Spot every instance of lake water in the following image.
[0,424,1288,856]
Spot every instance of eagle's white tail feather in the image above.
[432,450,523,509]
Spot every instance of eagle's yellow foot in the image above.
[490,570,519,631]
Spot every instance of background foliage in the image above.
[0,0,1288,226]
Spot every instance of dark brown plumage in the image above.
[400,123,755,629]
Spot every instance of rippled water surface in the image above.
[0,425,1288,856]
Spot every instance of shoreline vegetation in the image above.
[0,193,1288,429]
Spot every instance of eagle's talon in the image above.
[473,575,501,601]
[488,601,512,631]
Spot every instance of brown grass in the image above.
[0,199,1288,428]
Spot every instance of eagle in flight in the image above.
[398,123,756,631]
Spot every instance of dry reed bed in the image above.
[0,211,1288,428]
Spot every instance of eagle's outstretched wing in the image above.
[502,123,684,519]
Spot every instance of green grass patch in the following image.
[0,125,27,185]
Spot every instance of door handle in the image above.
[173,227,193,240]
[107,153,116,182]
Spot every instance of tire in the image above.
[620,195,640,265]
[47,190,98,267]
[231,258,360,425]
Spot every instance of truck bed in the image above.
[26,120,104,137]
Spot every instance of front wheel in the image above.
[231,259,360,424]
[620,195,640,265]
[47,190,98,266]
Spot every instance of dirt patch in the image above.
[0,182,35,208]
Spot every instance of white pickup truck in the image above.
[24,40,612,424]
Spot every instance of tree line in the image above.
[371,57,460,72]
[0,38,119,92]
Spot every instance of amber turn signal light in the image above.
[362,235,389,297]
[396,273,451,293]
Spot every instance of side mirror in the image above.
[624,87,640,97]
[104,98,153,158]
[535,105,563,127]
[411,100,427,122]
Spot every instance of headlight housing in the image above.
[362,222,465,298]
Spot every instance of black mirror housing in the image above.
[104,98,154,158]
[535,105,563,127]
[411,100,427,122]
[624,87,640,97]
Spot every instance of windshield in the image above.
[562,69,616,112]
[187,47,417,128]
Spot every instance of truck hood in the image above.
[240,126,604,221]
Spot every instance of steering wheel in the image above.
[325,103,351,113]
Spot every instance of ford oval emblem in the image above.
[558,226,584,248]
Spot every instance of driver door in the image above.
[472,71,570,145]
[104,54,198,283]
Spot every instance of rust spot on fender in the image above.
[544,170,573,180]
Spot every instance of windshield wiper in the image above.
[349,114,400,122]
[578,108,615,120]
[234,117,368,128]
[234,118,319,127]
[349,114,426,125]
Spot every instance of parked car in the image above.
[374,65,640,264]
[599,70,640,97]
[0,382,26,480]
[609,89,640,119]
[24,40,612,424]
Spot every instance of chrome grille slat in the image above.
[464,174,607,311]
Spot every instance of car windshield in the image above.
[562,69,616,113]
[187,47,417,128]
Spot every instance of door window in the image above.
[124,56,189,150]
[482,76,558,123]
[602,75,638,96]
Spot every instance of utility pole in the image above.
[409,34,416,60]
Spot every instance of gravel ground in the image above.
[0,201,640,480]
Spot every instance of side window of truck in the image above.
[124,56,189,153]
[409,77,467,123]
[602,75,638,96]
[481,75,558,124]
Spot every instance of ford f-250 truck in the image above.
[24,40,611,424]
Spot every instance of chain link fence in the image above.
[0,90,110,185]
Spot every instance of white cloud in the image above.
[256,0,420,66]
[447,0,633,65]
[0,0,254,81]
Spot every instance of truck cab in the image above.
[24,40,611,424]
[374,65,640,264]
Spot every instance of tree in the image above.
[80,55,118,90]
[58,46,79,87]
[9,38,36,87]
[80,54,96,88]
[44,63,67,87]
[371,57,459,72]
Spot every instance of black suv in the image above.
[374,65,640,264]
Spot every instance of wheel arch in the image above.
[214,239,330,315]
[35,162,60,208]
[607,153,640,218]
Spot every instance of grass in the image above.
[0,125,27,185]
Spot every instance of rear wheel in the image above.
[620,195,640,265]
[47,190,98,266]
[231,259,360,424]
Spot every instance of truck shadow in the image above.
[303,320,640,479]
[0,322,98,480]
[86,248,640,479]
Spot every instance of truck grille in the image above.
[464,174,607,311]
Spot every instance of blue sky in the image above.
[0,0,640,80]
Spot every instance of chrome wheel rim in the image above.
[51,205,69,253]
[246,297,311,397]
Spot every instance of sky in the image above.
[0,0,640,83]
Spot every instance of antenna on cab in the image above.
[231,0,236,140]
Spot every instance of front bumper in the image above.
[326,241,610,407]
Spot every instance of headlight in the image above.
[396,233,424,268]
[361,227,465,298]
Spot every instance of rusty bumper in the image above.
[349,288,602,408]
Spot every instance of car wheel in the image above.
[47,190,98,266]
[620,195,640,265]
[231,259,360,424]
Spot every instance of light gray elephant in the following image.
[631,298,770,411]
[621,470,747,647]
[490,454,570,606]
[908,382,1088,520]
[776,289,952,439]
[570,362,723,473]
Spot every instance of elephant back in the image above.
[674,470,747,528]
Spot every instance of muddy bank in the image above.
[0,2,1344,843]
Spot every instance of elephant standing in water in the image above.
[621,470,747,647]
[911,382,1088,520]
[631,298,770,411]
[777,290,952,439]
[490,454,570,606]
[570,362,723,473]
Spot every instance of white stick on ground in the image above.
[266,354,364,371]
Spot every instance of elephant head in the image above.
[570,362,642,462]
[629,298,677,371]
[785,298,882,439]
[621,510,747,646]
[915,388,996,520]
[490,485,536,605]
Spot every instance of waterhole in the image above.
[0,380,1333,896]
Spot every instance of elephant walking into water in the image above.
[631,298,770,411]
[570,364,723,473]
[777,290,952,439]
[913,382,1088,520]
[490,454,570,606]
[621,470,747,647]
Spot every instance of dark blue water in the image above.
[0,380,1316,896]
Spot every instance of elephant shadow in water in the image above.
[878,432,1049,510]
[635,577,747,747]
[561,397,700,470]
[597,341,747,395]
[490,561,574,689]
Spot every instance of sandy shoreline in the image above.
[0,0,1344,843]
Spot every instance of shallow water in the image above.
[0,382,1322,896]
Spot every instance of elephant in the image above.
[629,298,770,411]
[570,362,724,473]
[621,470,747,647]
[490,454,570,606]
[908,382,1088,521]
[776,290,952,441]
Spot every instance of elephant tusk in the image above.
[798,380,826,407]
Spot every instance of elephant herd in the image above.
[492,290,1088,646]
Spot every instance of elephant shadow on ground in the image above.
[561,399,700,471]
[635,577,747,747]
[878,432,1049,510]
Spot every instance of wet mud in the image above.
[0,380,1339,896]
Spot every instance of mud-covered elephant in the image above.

** Given problem **
How many lines in the rows above contain the word "bumper"? Reply with the number alone.

** Output for this task **
2